> _TEXT EXTRACT_
Reliable real-time, synchronized game logic on FPGA + clean UX for visuals and scoring.

Overview

This project implements a complete Whack-A-Mole style game with the core gameplay running in hardware on an FPGA. The system cycles “moles” on LEDs, accepts player hits from physical buttons, and updates score and timing outputs deterministically. A PC-side demo pipeline (UART + GUI) was used to showcase gameplay state and validate correctness during development.

What I built

A modular Verilog design: clock division, debouncing, mole generation, game FSM, scoring/7-seg output, and a demo-friendly interface for testing.

Why it matters

FPGA projects reward discipline: timing, clean state design, and robust input handling. This was a full-stack hardware demo from signals to user experience.

Architecture

The design is organized as small, testable blocks that feed a central game FSM. A clock divider creates stable update rates (game tick / mole tick). Debouncers turn noisy button presses into single clean pulses. The FSM decides when the game is active, when a mole is “up,” and how scoring updates. Output logic drives LEDs and the 7-segment display consistently.

Signal flow

Buttons → Debounce/Pulse → FSM → Score + Mole State → LEDs / 7-seg

Design goals

Deterministic timing, no double-counted hits, and a clean separation of timing/state/display.

Hardware

Built and demoed on a Digilent Nexys A7 FPGA platform. The physical interface uses onboard buttons as mole-hit inputs, LEDs as mole indicators, and a 7-segment display for score/time feedback.

Software

A PC-side pipeline supported rapid debugging and demo polish. UART interface using the pre-built FPGA's FTDI chip, acting as an available virtual COM port to communicate to the PC via Micro USB B bypass, allowed for state/score visibility and physical mouse to monitor interaction, using custom GUI, which helped validate timing behavior and game logic while iterating on the FPGA design.

> _PROBLEMS TO SOLVE_
**a)** Translate this sentence from the FPGA game write-up into Spanish: "Debouncers turn noisy button presses into single clean pulses."
**b)** Return the part of the FPGA game write-up that starts with "A PC-side pipeline" and goes on through "the FPGA design.", copied word for word.

> _DATA ENTRIES_
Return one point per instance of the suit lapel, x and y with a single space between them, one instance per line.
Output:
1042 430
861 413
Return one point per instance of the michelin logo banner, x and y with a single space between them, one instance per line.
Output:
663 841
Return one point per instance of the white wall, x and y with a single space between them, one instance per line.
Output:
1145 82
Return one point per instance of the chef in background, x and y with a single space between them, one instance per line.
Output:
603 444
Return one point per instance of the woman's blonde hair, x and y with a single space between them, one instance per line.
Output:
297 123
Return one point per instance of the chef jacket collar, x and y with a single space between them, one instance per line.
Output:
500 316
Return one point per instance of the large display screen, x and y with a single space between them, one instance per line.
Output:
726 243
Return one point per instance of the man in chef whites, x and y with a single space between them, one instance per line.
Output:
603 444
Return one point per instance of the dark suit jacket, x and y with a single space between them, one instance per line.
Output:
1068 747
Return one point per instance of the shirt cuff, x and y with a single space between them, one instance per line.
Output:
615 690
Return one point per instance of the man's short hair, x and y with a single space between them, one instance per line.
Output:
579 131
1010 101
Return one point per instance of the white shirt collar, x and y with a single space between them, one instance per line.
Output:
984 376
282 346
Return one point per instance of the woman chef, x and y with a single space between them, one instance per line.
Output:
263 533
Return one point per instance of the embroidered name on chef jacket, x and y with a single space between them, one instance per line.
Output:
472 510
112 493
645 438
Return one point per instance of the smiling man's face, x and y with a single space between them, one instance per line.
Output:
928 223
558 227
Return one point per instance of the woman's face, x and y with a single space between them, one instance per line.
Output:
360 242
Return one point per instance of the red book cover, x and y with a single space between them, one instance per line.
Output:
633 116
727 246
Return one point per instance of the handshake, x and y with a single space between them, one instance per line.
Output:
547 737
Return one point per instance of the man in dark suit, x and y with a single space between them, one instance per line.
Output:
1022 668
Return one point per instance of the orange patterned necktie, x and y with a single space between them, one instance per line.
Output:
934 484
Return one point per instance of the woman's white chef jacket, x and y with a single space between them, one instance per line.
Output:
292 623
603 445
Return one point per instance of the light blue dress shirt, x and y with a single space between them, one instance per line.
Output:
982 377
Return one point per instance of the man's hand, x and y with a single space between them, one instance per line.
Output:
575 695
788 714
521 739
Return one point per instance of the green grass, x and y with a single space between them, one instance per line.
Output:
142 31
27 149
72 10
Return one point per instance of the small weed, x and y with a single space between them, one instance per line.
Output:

> _SOLUTIONS TO THE TASKS_
**a)** Los antirrebotes convierten las pulsaciones ruidosas de los botones en pulsos únicos y limpios.

**b)**
A PC-side pipeline supported rapid debugging and demo polish. UART interface using the pre-built FPGA's FTDI chip, acting as an available virtual COM port to communicate to the PC via Micro USB B bypass, allowed for state/score visibility and physical mouse to monitor interaction, using custom GUI, which helped validate timing behavior and game logic while iterating on the FPGA design.